Why 99% of Ice Climbers are Addicts.

The ice felt slick below my Scarpa mountaineering boots. Just a few miles into Rocky Mountain National Park, we were past the “weekend warriors:” snow shoers and urbanites clad in the latest REI, Target and WalMart gear money can buy. We however, moved fast and light with just ice tools, a rope, ice and rock pro and some filled thermoses and snacks. Joey Thomson, an AMGA guide with the Colorado Mountain School and I were making great time. We were headed for some classic alpine ice up on Thatchtop Peak’s Northwest Face.

The spine of a long-gone mountain goat lay across the top of the snow covered talus slope. The slick nature of rock hopping had my heart fluttering. “Shit,” I thought to myself. “If it’s this sketchy here…then I can’t imagine what’s up ahead.” But in fifteen minutes, we had entered into the start of Thatchtop’s Northwest Face: a slender notch with towering rock on both sides and an ultimate ice fall to our right. This was the real base of the route.

Prepping below the first pitch. The ice was a little thin towards the top.

• **PROBLEMS TO WORK ON**:
1) Reproduce the ice climbing account word for word, from "The ice felt" to "Peak’s Northwest Face.".
2) Name the stores the ice climbing account gives as sources of the weekend warriors' gear.
These rows have no connection to the ice climbing account.

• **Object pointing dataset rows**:
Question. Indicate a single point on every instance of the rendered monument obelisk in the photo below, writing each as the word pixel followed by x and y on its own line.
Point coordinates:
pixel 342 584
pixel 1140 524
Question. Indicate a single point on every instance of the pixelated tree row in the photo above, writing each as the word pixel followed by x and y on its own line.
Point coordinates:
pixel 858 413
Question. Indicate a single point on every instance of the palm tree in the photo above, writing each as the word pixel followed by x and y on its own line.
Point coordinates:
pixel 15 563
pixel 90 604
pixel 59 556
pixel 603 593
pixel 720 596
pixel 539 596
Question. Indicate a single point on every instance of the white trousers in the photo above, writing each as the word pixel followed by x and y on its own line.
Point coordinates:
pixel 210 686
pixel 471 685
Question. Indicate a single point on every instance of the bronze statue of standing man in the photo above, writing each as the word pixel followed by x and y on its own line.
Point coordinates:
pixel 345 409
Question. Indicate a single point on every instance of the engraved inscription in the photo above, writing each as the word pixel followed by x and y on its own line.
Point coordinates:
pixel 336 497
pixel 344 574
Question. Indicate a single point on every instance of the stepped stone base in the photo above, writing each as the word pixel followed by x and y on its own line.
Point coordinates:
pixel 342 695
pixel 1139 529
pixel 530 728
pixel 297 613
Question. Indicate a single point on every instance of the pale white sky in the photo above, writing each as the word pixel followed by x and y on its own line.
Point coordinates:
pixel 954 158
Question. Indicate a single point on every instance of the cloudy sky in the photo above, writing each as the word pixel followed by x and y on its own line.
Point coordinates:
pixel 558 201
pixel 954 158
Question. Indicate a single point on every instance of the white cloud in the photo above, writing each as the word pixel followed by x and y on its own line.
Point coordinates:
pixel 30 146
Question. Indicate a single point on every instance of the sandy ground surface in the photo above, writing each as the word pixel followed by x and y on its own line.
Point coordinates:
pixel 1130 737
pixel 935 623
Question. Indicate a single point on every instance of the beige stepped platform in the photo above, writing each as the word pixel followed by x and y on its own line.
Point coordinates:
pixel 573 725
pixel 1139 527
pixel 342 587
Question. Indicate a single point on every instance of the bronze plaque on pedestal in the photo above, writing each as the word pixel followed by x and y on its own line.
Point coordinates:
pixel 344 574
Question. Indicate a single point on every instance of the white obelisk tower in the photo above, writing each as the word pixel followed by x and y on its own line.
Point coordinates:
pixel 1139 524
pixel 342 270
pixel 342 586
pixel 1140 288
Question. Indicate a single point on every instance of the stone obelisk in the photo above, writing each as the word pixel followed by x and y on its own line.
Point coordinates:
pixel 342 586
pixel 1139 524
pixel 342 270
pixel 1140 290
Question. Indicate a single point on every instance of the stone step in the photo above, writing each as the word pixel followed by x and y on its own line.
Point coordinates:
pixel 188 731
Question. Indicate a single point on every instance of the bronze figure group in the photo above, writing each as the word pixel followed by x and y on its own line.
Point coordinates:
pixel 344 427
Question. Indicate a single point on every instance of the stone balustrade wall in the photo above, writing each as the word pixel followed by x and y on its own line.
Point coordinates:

• **SOLUTION SET**:
1)
The ice felt slick below my Scarpa mountaineering boots. Just a few miles into Rocky Mountain National Park, we were past the “weekend warriors:” snow shoers and urbanites clad in the latest REI, Target and WalMart gear money can buy. We however, moved fast and light with just ice tools, a rope, ice and rock pro and some filled thermoses and snacks. Joey Thomson, an AMGA guide with the Colorado Mountain School and I were making great time. We were headed for some classic alpine ice up on Thatchtop Peak’s Northwest Face.

2) REI, Target, WalMart